> _WHAT THE TASK ASKS_:
Exactly as written, give back every record below.

——————————

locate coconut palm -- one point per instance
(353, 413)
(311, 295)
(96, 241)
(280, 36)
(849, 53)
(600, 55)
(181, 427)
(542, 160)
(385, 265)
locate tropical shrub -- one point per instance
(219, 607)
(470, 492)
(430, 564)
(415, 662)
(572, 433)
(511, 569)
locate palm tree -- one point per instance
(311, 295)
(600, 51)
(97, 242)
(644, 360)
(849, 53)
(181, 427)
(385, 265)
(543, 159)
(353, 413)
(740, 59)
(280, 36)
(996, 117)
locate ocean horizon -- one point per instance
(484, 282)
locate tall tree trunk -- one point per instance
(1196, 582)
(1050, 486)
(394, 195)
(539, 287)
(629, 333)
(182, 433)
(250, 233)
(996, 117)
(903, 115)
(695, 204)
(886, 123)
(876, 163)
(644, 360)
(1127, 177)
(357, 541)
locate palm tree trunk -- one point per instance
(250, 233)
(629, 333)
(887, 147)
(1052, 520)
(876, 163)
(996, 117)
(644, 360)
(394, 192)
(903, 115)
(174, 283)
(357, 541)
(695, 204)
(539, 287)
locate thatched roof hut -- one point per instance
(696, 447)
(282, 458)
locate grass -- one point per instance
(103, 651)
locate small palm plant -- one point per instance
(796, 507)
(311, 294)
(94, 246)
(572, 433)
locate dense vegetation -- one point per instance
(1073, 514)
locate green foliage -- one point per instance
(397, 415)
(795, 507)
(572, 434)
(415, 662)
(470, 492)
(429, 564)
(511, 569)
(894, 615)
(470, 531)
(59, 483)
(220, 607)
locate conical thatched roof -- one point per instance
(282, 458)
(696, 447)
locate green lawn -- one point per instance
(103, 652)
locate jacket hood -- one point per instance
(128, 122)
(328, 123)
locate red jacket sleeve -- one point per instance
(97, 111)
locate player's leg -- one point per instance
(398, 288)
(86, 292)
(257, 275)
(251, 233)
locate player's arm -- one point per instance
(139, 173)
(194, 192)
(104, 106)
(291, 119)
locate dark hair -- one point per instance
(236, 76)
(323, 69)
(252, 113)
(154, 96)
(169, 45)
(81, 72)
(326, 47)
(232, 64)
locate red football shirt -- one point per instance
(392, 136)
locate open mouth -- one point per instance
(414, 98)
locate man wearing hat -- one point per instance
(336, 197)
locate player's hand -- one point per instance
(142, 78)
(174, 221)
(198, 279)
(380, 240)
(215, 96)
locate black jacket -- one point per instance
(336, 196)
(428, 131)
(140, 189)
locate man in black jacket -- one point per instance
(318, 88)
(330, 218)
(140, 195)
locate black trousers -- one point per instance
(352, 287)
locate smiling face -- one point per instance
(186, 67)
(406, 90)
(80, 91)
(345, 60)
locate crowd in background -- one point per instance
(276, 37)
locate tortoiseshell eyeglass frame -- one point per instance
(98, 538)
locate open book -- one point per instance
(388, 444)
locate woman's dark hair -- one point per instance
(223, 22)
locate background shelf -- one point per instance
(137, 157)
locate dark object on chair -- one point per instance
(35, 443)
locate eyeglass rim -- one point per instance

——————————

> _WRITTEN ANSWER_:
locate coconut palm -- one point per instance
(353, 413)
(311, 295)
(96, 241)
(280, 36)
(849, 53)
(600, 55)
(181, 427)
(542, 160)
(385, 265)
locate tropical shrub -- one point per instance
(219, 607)
(470, 492)
(430, 564)
(415, 662)
(572, 433)
(511, 569)
locate palm tree -- one point per instance
(311, 295)
(600, 51)
(97, 242)
(644, 360)
(849, 53)
(181, 427)
(385, 265)
(543, 159)
(353, 413)
(740, 59)
(280, 36)
(996, 117)
locate ocean horizon -- one point per instance
(484, 282)
locate tall tree trunk -- one point per instance
(1196, 582)
(1050, 486)
(394, 195)
(539, 287)
(629, 333)
(182, 433)
(250, 233)
(996, 117)
(903, 115)
(695, 204)
(886, 123)
(876, 163)
(644, 360)
(1127, 177)
(357, 541)
locate palm tree trunk -- one point per instance
(250, 233)
(629, 333)
(887, 147)
(1052, 520)
(876, 163)
(996, 117)
(644, 360)
(394, 192)
(903, 115)
(174, 283)
(357, 541)
(695, 204)
(539, 287)
locate thatched roof hut -- one point per instance
(696, 447)
(282, 458)
locate grass -- one point per instance
(103, 651)
locate small palm plant -- one point per instance
(796, 507)
(311, 294)
(94, 246)
(572, 433)
locate dense vegetation -- one point per instance
(1073, 514)
locate green foliage -- one point per instance
(397, 415)
(795, 507)
(572, 434)
(415, 662)
(470, 492)
(429, 564)
(511, 569)
(894, 615)
(470, 531)
(59, 483)
(220, 607)
locate conical thatched roof -- one point per instance
(282, 458)
(696, 447)
locate green lawn -- one point per instance
(103, 652)
locate jacket hood -- one point per instance
(128, 122)
(328, 123)
locate red jacket sleeve -- one point per instance
(97, 111)
locate player's leg -- one point per instance
(398, 288)
(86, 292)
(257, 275)
(251, 233)
locate player's arm -- one point per instance
(139, 173)
(194, 192)
(104, 106)
(291, 119)
locate dark hair -- one point per instance
(236, 76)
(323, 69)
(252, 113)
(154, 96)
(169, 45)
(81, 72)
(326, 47)
(232, 64)
locate red football shirt -- one point per instance
(392, 136)
locate open mouth -- one point per instance
(414, 98)
locate man wearing hat -- one point per instance
(336, 197)
locate player's hand -- one point per instance
(142, 78)
(174, 221)
(198, 279)
(380, 240)
(215, 96)
locate black jacket -- one point per instance
(336, 196)
(428, 131)
(140, 189)
locate man in black jacket -- one point per instance
(318, 88)
(330, 218)
(140, 195)
locate black trousers -- one point per instance
(352, 287)
locate smiling face -- one point per instance
(186, 67)
(406, 90)
(80, 91)
(345, 60)
locate crowd in background -- one point per instance
(276, 37)
locate tortoiseshell eyeglass frame -- one point per instance
(98, 538)
locate open book -- one point per instance
(388, 444)
locate woman's dark hair -- one point per instance
(223, 22)
locate background shelf -- one point per instance
(137, 157)
locate dark object on chair -- one point per instance
(35, 443)
locate eyeglass rim -- one point per instance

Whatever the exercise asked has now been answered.